- [WHAT TO PRODUCE]
Are you able to retype all the records below exactly?
────────
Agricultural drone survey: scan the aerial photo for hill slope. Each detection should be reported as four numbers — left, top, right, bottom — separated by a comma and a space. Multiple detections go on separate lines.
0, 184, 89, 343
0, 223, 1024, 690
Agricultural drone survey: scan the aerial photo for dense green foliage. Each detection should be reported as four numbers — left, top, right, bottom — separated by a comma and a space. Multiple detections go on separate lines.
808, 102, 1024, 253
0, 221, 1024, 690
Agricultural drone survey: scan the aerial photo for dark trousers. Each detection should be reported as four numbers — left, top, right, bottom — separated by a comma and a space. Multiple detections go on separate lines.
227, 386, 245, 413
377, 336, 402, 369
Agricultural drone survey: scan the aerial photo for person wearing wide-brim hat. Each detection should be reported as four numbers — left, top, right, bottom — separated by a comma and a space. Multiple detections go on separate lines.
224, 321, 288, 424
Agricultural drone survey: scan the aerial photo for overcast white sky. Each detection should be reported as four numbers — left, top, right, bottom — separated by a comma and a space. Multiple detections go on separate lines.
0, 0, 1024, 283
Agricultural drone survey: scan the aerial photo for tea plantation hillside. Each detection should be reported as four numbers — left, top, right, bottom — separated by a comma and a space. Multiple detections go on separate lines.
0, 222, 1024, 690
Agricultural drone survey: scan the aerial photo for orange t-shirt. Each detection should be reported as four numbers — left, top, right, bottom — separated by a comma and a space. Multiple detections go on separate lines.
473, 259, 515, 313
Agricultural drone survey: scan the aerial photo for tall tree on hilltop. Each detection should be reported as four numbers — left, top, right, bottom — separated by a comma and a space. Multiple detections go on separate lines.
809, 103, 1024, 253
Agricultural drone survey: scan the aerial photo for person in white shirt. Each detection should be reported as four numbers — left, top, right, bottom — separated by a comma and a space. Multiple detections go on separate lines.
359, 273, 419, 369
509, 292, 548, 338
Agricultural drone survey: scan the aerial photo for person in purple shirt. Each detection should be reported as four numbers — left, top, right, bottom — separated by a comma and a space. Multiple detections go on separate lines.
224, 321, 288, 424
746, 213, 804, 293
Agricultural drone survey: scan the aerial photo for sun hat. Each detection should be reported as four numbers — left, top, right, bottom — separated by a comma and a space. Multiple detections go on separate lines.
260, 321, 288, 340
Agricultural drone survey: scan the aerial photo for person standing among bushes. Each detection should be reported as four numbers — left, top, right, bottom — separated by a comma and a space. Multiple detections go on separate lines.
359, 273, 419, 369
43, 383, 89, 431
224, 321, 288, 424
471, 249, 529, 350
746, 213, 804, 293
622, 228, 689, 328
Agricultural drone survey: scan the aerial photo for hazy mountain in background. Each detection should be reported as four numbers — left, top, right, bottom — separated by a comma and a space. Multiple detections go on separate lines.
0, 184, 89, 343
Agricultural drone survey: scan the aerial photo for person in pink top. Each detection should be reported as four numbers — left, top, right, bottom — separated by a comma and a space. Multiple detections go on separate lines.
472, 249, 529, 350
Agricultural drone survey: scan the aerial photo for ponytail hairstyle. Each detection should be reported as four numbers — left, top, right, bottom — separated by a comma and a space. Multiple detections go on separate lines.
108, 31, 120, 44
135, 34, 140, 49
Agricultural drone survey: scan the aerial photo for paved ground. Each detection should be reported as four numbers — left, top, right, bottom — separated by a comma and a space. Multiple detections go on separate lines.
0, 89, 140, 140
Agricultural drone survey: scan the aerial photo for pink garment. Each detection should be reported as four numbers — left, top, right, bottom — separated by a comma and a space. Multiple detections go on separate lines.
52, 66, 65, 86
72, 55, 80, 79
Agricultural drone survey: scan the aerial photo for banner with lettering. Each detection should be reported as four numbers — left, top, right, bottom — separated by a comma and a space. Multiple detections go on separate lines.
────────
- [OUTPUT]
Agricultural drone survey: scan the aerial photo for hill slope. Each detection should be reported as four numbers — left, top, right, bottom — separated by a comma and a space. Multiple detections go on separate lines.
0, 184, 89, 343
0, 223, 1024, 690
Agricultural drone survey: scan the aerial photo for dense green foliage. Each detection should be reported as four numbers — left, top, right, bottom — separated by a comma and a space. Multiple detections go on separate lines.
808, 102, 1024, 253
0, 221, 1024, 690
Agricultural drone survey: scan the aerial photo for dark trousers. Each detection should be reported as four numbers — left, top, right, bottom — separated by a comma and a space. Multiple detections go on separate lines.
227, 386, 245, 413
377, 336, 402, 369
Agricultural drone survey: scan the aerial photo for person wearing wide-brim hat. Each detection should be reported as four numbers — left, top, right, bottom — separated by a comma and a space. Multiple detections go on separate lines.
224, 321, 288, 424
Agricultural drone survey: scan the aerial photo for overcast white sky. Each detection should be reported as four numbers — left, top, right, bottom — separated by a comma and a space. Multiple detections go on separate lines.
0, 0, 1024, 283
Agricultural drone survey: scan the aerial photo for tea plantation hillside. Each detection should be reported as four numbers — left, top, right, bottom — separated by a comma and a space. Multiple detections go on separate lines.
0, 222, 1024, 690
Agricultural drone survey: scan the aerial photo for orange t-shirt. Each detection should be reported as four numbers — left, top, right, bottom — separated by a comma and a space. Multiple detections go on separate lines.
473, 259, 515, 313
Agricultural drone survey: scan the aerial photo for tall tree on hilltop. Each detection should be reported as four numbers — left, top, right, bottom — separated by a comma and a space. Multiple detections go on separate lines.
809, 103, 1024, 253
Agricultural drone survey: scan the aerial photo for person in white shirt. Each detection should be reported as four numbers — left, top, right, bottom — separated by a comma and a space. Multiple detections go on separate lines.
359, 273, 419, 369
509, 292, 548, 338
Agricultural drone survey: scan the aerial photo for person in purple shirt. Each detection should be reported as four numbers — left, top, right, bottom — separated by a comma and a space. Multiple detections go on separate lines.
224, 321, 288, 424
746, 213, 804, 293
Agricultural drone survey: scan the aerial photo for sun hat. Each detection should be reported as four numbers — left, top, right, bottom — separated by a comma and a space. Multiple detections go on separate lines.
260, 321, 288, 340
Agricultural drone survey: scan the aerial photo for person standing among bushes. Each detection should be reported as four numbers — left, top, right, bottom — separated by a comma and a space. Multiple detections go on separate lines.
359, 273, 419, 369
43, 383, 89, 431
224, 321, 288, 424
471, 249, 529, 350
746, 213, 804, 293
622, 228, 689, 328
Agricultural drone survey: scan the aerial photo for hazy mountain in background. Each detection should be reported as four numbers — left, top, right, bottom — separated by a comma and a space. Multiple detections go on separate lines.
0, 184, 89, 343
Agricultural drone survey: scan the aerial photo for person in pink top. Each detection should be reported as four numbers — left, top, right, bottom — separated by a comma and a space. Multiple detections go on separate lines.
472, 249, 529, 350
Agricultural drone survey: scan the aerial photo for ponytail hairstyle. Each detection should be reported as four numbers — left, top, right, bottom — separated by a comma and a space. Multiple detections go on separate lines.
108, 31, 120, 44
135, 34, 140, 49
Agricultural drone survey: scan the aerial photo for paved ground. Each detection should be reported as four numbers — left, top, right, bottom — separated by a comma and a space. Multiple detections go on separate lines.
0, 89, 140, 140
Agricultural drone survey: scan the aerial photo for pink garment. Each detection should be reported as four numbers — left, top, right, bottom — separated by a comma and a space. Multiple detections go on separate lines.
52, 66, 65, 86
72, 55, 80, 79
Agricultural drone survey: scan the aerial photo for banner with lettering. Each detection should be reported as four numbers — left, top, right, bottom — separated by a comma and a space. Multiple detections go on separate lines.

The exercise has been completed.